Deals That Are Too Good To Be True

Day 230 of writing every day.

My landlord offered to take me to a nearby electronics and home appliances store after I told him about the problem with my washing machine. Before taking me to the store, he also spent some time looking on Amazon for price comparisons before driving me to the store to see what they had to offer this morning.

Some of the products on Amazon stated that they offered installation and removal services. This meant not only getting the washing machine delivered to your door, but also the labor challenges of setting it up and removing the old and clunky washing machine you no longer need for you. My landlord’s getting a little old and maybe his expectations of good deals are different from what mine are, but he thought that meant it was all included on the listed price for Amazon.

It wasn’t stated as free, so I thought that there had to be a catch, but I just went along with him and waited to verify it myself after I got back to my room. The sticker prices at the store were more expensive than the ones on Amazon and the variety was smaller, as to be expected when comparing stores that optimize their business by selling popular models versus e-commerce that has warehouse storage to house a wider variety of products.

However it wasn’t that drastically different in the end when it came to products that I recall seeing at the store that were also on Amazon. The difference of maybe 3000 or 4000 yen, which is still significant for anyone looking for bargains, but the thing that my landlord got his hopes up about was probably around the same in cost. Amazon’s set up and removal services came at a fee, but the final cost of getting an old washing machine recycled was to be determined when the service team examines the actual machine at the same time they deliver and install the new washing machine.

**EXERCISE A**
Identify every line in the entries below that contains the word "knife", treating case as significant.

**SUPPLIED MATERIAL**

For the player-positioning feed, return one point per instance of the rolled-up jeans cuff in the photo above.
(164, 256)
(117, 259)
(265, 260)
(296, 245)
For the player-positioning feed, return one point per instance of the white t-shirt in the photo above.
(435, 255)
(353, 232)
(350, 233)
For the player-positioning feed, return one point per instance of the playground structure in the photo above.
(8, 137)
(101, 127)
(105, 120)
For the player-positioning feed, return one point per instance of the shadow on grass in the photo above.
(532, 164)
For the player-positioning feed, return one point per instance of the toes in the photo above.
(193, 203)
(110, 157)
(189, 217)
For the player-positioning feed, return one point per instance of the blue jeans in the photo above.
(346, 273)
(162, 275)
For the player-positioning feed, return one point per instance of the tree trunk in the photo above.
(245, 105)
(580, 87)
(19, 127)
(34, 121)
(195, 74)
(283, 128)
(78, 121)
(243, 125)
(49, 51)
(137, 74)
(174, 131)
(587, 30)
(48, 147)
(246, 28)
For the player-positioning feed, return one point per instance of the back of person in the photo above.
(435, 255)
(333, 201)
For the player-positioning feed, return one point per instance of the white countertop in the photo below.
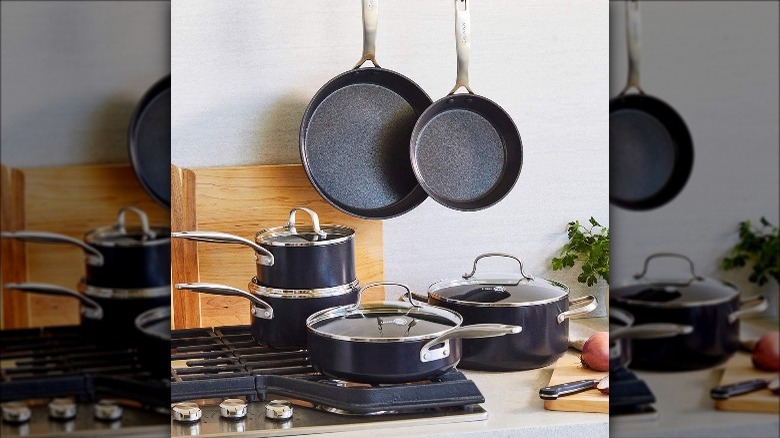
(514, 410)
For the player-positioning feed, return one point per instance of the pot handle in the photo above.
(120, 221)
(650, 331)
(467, 332)
(89, 308)
(760, 306)
(262, 255)
(91, 254)
(633, 29)
(499, 254)
(315, 221)
(260, 308)
(587, 308)
(693, 278)
(370, 20)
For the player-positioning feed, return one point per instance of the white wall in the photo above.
(72, 72)
(245, 71)
(717, 64)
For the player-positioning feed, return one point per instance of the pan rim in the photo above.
(412, 199)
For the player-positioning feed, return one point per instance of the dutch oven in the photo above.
(279, 315)
(540, 306)
(118, 256)
(390, 342)
(712, 308)
(296, 257)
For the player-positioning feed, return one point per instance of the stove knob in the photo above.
(186, 412)
(15, 412)
(278, 410)
(233, 408)
(108, 410)
(62, 409)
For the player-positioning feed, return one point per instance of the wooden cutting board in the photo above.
(740, 368)
(241, 201)
(569, 369)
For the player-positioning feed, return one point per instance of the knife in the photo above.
(555, 391)
(727, 391)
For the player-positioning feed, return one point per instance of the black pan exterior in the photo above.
(377, 362)
(713, 340)
(364, 171)
(149, 141)
(466, 152)
(287, 329)
(309, 267)
(542, 341)
(677, 163)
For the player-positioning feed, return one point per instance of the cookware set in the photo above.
(127, 273)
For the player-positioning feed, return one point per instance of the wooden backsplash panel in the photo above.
(241, 201)
(70, 200)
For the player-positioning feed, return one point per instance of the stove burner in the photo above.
(280, 410)
(186, 412)
(108, 410)
(15, 412)
(62, 409)
(233, 409)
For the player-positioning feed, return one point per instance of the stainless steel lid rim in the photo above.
(293, 294)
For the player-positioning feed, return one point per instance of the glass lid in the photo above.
(507, 290)
(686, 292)
(387, 321)
(314, 235)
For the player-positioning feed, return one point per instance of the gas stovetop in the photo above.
(56, 380)
(209, 366)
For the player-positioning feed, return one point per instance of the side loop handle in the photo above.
(315, 221)
(370, 20)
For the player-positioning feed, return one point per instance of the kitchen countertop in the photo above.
(514, 409)
(686, 409)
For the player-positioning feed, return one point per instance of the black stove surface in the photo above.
(227, 362)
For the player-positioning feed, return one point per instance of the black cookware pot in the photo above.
(390, 342)
(107, 314)
(118, 256)
(540, 306)
(713, 308)
(279, 315)
(154, 329)
(296, 257)
(622, 330)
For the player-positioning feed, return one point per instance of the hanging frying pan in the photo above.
(355, 133)
(465, 149)
(149, 141)
(650, 148)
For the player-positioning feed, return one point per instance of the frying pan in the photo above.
(465, 149)
(355, 133)
(650, 148)
(149, 141)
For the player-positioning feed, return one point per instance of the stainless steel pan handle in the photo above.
(91, 254)
(89, 309)
(262, 255)
(260, 308)
(467, 332)
(587, 308)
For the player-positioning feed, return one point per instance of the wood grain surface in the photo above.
(241, 201)
(738, 369)
(68, 200)
(569, 369)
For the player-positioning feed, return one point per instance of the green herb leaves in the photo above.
(589, 246)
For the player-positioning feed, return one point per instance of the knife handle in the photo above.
(555, 391)
(739, 388)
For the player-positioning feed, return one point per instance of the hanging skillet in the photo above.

**EXERCISE B**
Based on the washing machine post, say whether each statement agrees with it, answering yes or no and quoting the words that decide it: (i) The store's sticker prices were higher than those on Amazon. (ii) Amazon's setup and removal services were free. (iii) The store offered a wider variety of products than Amazon.

**COMPLETE RESPONSE A**
For the player-positioning feed, return one point per instance of the knife in the photo above.
For the player-positioning feed, return one point per instance of the knife handle in the photo above.

**COMPLETE RESPONSE B**
(i) Yes: "The sticker prices at the store were more expensive than the ones on Amazon"
(ii) No: "Amazon’s set up and removal services came at a fee"
(iii) No: "the variety was smaller"